→ **Task inputs**:
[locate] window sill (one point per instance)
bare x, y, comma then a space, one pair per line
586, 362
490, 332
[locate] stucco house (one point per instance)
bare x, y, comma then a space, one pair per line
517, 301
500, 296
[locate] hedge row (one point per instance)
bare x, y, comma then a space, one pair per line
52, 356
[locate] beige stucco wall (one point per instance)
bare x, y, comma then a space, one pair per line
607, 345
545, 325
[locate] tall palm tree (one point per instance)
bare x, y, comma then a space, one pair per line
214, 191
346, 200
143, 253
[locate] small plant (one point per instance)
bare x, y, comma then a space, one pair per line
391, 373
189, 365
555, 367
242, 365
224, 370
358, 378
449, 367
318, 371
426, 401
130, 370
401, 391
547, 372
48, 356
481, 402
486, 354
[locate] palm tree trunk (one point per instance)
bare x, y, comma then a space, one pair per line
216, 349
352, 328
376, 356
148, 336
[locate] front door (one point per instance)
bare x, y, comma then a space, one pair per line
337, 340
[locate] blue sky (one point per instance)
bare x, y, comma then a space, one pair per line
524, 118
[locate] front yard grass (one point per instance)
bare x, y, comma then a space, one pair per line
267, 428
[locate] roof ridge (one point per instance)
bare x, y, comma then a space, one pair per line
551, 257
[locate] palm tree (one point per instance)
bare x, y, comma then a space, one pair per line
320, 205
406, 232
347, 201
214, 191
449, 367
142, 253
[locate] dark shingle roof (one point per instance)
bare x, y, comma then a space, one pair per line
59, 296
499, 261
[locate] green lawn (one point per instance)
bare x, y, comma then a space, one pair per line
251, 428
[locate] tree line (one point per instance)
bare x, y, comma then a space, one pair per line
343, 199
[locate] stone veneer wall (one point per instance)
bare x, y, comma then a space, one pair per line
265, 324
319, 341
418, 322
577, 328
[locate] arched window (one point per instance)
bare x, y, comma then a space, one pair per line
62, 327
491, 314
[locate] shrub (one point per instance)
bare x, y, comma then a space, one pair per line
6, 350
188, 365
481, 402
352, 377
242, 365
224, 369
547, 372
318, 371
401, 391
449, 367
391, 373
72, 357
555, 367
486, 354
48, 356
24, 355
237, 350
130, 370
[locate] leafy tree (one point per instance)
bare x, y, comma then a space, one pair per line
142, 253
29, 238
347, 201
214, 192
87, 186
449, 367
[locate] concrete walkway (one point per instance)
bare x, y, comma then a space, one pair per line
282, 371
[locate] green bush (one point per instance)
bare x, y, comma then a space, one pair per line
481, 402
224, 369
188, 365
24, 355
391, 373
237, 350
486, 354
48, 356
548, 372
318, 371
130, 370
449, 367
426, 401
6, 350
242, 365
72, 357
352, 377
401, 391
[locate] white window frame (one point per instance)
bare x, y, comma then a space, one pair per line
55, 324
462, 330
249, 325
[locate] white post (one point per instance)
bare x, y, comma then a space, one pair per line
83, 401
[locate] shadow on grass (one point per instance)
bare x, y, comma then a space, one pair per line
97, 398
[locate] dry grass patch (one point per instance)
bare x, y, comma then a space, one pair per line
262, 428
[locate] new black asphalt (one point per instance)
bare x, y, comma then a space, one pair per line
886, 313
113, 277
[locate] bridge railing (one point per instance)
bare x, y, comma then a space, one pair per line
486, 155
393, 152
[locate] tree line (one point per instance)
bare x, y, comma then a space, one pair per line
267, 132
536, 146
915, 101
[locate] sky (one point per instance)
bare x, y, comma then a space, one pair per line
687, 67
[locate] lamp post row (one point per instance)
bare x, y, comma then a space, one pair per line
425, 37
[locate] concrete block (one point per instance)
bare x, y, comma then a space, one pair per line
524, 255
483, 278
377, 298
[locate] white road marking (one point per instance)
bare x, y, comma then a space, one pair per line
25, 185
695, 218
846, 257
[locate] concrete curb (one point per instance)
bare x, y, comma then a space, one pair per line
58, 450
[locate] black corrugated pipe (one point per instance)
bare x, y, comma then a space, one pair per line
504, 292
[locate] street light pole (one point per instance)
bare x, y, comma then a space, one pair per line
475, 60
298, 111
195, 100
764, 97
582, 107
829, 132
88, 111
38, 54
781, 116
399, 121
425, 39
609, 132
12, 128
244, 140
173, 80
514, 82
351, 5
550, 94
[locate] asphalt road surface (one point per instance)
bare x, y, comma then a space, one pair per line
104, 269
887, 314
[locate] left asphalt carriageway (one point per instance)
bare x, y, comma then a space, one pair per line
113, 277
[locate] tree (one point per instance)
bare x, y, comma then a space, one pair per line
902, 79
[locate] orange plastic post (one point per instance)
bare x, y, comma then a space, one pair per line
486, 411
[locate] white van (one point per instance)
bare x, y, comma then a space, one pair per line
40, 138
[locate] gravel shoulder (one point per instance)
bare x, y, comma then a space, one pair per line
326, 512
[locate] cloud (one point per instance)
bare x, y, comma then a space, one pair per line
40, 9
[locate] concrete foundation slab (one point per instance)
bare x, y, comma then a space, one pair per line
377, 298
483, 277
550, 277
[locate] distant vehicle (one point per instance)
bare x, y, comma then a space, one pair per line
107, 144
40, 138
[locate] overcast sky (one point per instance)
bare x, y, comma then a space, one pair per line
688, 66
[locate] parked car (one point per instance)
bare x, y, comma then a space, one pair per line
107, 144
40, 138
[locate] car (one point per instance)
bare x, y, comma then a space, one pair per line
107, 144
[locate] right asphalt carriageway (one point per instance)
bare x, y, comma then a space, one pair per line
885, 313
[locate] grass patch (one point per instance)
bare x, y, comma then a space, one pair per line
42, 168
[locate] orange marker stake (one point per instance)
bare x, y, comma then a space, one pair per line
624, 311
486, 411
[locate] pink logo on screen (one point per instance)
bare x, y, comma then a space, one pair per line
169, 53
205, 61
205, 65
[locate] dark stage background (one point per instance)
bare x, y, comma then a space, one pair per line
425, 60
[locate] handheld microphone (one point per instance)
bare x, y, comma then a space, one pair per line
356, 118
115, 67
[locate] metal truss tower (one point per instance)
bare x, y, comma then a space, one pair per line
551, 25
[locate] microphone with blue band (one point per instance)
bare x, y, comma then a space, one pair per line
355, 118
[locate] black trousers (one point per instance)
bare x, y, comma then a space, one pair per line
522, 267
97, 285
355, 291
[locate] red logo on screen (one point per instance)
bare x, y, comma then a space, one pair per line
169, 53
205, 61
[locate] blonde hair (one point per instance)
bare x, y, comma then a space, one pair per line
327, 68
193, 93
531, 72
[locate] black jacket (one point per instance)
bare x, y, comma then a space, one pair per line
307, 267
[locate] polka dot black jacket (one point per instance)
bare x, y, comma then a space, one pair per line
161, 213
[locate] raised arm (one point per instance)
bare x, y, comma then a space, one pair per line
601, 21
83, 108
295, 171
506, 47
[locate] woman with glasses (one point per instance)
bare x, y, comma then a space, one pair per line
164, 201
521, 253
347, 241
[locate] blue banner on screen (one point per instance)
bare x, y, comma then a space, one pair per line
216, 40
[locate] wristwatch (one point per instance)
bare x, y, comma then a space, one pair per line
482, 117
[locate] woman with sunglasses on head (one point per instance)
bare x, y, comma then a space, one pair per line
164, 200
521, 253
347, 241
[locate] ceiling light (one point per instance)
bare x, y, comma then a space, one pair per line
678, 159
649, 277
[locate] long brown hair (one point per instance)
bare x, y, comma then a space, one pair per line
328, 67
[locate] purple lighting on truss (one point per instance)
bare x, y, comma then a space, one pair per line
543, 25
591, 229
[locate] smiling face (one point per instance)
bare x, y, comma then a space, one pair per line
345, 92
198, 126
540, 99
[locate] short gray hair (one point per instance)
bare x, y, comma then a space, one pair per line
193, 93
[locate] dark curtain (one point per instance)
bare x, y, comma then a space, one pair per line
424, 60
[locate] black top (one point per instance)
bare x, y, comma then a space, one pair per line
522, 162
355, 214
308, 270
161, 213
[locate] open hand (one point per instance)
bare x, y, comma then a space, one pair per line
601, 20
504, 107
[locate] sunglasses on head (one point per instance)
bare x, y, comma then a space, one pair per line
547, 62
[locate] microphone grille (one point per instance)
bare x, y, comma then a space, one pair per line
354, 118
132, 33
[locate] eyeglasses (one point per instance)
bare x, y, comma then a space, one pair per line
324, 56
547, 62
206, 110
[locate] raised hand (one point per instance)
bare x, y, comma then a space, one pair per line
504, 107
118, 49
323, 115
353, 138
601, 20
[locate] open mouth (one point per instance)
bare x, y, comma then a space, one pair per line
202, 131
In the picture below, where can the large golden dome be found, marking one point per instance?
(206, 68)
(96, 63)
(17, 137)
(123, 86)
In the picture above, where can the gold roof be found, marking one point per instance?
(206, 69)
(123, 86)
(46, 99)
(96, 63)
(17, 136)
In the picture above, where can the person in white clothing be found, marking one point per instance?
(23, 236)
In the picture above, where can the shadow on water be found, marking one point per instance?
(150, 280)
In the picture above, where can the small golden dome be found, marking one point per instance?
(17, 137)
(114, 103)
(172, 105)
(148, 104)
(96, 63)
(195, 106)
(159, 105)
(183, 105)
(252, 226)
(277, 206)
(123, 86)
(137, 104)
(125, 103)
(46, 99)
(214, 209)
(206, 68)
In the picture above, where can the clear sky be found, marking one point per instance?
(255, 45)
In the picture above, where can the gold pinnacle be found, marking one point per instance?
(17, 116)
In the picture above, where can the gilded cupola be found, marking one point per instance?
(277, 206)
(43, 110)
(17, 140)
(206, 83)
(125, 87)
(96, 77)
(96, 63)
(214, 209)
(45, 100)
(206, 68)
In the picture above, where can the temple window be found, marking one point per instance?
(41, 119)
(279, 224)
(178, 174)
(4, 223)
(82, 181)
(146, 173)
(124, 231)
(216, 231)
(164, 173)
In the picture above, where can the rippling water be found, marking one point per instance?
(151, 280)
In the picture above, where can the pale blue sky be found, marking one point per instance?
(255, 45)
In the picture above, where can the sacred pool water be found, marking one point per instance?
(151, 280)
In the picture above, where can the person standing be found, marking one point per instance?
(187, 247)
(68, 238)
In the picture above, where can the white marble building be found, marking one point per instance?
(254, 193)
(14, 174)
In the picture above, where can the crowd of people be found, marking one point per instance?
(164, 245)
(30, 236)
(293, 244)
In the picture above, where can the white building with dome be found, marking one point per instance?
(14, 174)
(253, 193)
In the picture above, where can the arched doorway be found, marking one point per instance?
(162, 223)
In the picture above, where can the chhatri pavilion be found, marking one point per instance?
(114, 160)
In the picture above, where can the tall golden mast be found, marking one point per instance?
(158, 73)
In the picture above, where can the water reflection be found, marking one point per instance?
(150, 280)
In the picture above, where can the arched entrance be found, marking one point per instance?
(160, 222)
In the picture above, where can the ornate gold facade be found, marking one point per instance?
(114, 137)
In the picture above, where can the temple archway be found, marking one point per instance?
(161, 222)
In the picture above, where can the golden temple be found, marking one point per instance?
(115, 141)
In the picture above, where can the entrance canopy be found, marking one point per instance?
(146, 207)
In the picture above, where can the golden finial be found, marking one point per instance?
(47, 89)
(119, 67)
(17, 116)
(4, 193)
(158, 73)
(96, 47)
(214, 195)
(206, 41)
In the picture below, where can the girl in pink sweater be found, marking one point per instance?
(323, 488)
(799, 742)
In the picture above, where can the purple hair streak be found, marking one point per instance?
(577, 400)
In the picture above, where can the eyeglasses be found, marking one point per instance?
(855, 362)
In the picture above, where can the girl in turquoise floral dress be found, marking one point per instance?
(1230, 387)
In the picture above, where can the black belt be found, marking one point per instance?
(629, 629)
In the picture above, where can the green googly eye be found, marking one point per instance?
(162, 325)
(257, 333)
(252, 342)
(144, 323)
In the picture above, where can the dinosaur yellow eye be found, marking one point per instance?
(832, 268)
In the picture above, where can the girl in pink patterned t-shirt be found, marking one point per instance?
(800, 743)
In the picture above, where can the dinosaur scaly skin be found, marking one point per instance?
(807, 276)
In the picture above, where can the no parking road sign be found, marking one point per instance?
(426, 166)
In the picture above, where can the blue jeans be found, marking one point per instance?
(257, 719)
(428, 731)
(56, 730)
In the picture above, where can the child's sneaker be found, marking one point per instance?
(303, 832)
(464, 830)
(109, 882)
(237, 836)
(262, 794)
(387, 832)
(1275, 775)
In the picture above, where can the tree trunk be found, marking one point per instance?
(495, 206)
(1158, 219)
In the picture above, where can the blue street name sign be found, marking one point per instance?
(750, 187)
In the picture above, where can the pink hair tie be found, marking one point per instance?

→ **What is needed**:
Where the line with "[locate] tall palm" ends, your copy should end too; please return exactly the lines from the first line of the data through it.

→ **Solution to this exercise**:
[locate] window sill (one point per instance)
bare x, y, comma then a space, one pair per line
586, 362
490, 332
[locate] stucco house (one point per instance)
bare x, y, comma then a space, one pair per line
517, 301
500, 296
[locate] hedge row (one point per instance)
bare x, y, comma then a space, one pair per line
52, 356
[locate] beige stucco wall (one point per instance)
bare x, y, comma then a space, one pair per line
607, 345
545, 325
[locate] tall palm tree (one point per instance)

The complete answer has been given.